(DOCUMENT PASSAGE begins)

Published on July 30, 2012 by Philip Poole  

Nena F. Sanders, dean of Samford University's Ida V. Moffett School of Nursing, has been selected to participate in a world-class enrichment program designed exclusively for nursing leaders. 

Sanders will be a part of the first cohort of the American Association of Colleges of Nursing (AACN) Wharton Executive Leadership Program.  Thirty-seven nurse educators from 25 states have been selected to participate.  Scheduled for Aug. 14-17 at the Wharton School of the University of Pennsylvania, the program will prepare nursing leaders to address issues around managing and leading change, influencing and galvanizing a diverse set of stakeholders and building strategic relationships in highly volatile environments. 

"I am honored to be a part of such a dynamic group of leaders in nursing education and I look forward to sharing this experience with these experts in the field of nursing," said Sanders. 

Participants represent a broad, geographically diverse mix of educational programs, including large academic health centers, public and private institutions and small specialized schools of nursing.  Sanders is one of two deans from Alabama participating in the program.  Debra Davis, dean of the University of South Alabama College of Nursing, also is a member of the inaugural class. 

The innovative program is designed to help strengthen nursing's voice in national conversations about healthcare reform and enhancing patient care.  Sanders has been involved in nursing and health administration for more than 30 years and has a wide range of experience in health policy, administration and education at the state and national levels.  Currently, she serves as a member of the executive committee for Alabama Nurse Leaders in Education and Practice and as a member of the steering committee for the Alabama Health Action Coalition, a Robert Wood Johnson Foundation and AARP-funded initiative focused on improving the health status of all Alabamians.  Through Sanders' involvement in leadership organizations such as the AACN-Wharton Program, the Ida V. Moffett School of Nursing continues to strengthen its ability to engage internal and external stakeholders essential to obtaining access to needed resources for the future. 

Sanders has served as Ralph W. Beeson Dean and Professor in the Ida V. Moffett School of Nursing for 11 years.  She joined the Samford faculty in 1999. Under her leadership the school has increased enrollment by more than 170% and has increased the number of academic programs offered. 

 

 
Samford is a leading Christian university offering undergraduate programs grounded in the liberal arts with an array of nationally recognized graduate and professional schools. Founded in 1841, Samford is the 87th-oldest institution of higher learning in the United States. The Wall Street Journal ranks Samford 1st nationally for student engagement and U.S. News & World Report ranks Samford 37th in the nation for best undergraduate teaching and 97th nationally for best value. Samford enrolls 5,758 students from 48 states and 22 countries in its 10 academic schools: arts, arts and sciences, business, divinity, education, health professions, law, nursing, pharmacy and public health. Samford fields 17 athletic teams that compete in the tradition-rich Southern Conference, and ranks 3rd nationally for its Graduation Success Rate among all NCAA Division I schools.

(DOCUMENT PASSAGE ends)
(DATASET EXCERPTS begins)

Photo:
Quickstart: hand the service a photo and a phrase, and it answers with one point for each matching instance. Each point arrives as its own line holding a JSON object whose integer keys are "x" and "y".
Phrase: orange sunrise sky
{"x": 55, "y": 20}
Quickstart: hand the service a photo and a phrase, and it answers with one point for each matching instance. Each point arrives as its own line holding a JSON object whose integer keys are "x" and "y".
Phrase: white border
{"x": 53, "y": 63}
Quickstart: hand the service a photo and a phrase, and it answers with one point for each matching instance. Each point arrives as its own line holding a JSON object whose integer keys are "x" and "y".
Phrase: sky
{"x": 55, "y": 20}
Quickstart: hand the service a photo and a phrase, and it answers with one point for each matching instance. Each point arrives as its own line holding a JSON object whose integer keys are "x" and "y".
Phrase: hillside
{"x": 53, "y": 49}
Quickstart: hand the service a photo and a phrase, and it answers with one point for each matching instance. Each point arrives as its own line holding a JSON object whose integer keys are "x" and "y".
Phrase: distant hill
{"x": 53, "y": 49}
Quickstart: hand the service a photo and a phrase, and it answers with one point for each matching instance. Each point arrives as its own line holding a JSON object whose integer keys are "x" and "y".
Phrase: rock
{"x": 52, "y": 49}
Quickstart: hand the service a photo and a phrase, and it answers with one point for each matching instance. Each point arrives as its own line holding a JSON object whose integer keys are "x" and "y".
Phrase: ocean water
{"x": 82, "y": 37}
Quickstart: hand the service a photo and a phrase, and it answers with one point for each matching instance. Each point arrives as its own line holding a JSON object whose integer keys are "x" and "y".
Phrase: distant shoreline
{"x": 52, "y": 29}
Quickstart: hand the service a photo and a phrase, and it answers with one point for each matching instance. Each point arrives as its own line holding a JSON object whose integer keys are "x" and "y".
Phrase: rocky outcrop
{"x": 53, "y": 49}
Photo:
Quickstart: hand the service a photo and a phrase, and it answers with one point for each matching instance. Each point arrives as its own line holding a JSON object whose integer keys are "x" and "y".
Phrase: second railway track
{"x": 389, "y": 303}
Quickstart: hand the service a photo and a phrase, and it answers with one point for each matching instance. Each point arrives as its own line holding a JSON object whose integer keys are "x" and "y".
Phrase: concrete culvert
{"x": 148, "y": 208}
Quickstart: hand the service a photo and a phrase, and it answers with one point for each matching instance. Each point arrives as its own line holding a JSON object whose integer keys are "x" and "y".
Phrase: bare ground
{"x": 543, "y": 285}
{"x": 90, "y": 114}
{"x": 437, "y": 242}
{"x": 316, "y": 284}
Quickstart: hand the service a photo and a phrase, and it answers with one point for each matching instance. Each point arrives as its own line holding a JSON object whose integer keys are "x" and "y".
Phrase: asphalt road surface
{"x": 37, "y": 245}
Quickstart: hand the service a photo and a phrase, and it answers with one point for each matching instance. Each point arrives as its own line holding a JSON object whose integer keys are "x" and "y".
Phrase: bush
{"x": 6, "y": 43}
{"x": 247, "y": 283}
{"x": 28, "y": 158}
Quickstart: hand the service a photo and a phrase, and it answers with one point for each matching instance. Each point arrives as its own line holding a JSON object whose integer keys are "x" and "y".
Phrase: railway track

(DATASET EXCERPTS ends)

### REQUIRED ACTION
From the nursing dean announcement above, extract the passage that begins at "Participants represent a" and ends after "the inaugural class.", word for word.

### RESPONSE
Participants represent a broad, geographically diverse mix of educational programs, including large academic health centers, public and private institutions and small specialized schools of nursing.  Sanders is one of two deans from Alabama participating in the program.  Debra Davis, dean of the University of South Alabama College of Nursing, also is a member of the inaugural class.